Article VII: Execution of Documents

7.1 General:
The Board of Directors will, by proper resolution, provide for the method of signing checks, notes, drafts, bills of exchange or other instruments for the payment of money, for the transfer and sale of property, for the endorsement and registration of securities, for the assumption of liabilities, for the voting of stock held in other corporations, and for the execution of all other legal documents.

7.2 Contracts:
With the approval of the Board of Directors, the President, 1st Vice President and 2nd Vice President will have the power to make and execute contracts on behalf of the Guild, and to delegate such power to others.

7.3 Contracts for Programs and Teachers:
The President, 1st Vice President and 2nd Vice President, with the approval of the Board of Directors, will have the power to make and execute contracts for speakers, teachers and facilities, and to delegate such power to others.

7.4 Duration:
All contracts executed under the powers granted in this section are binding on the Guild, and therefore, must be honored by future officers and committee chairpersons.

Article VIII: Guild Funds

8.1 Bank Accounts:
All Guild funds not otherwise employed will be deposited to the credit of the Guild in a general or special account in a bank as the Board may from time to time select or as may be selected from time to time by any officer, officers, agent, or agents of the Guild to whom such power has been delegated by the Board for the purpose of such deposit. The Treasurer, President and 1st Vice President may endorse, assign, and deliver any check, draft, or other order for the payment of moneys which are payable to the order of the Guild.

8.2 Treasurer Review Committee:
The President will appoint a three (3) person committee to review the Treasurer’s books each year. The Committee will consist of the 1st Vice President or Secretary, one member on the Executive Board and one general member.

[EXERCISE INSTRUCTIONS]:
**a.** In the guild bylaws, who appoints the committee that reviews the Treasurer's books each year?
**b.** Does each statement agree with the guild bylaws? Answer yes or no for each and quote the words of the bylaws that decide it.
(i) The committee reviewing the Treasurer's books has three members.
(ii) Only the President may endorse checks payable to the Guild.
(iii) Contracts executed under these powers must be honored by later officers.
The listing that comes next is separate material with no connection to the guild bylaws.

[DATA EXCERPT]:
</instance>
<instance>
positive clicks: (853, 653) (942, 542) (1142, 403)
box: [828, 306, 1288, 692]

[ANSWERS TO THE TASKS]:
**a.** The President.

**b.**
(i) Yes: "a three (3) person committee"
(ii) No: "The Treasurer, President and 1st Vice President may endorse"
(iii) Yes: "must be honored by future officers and committee chairpersons"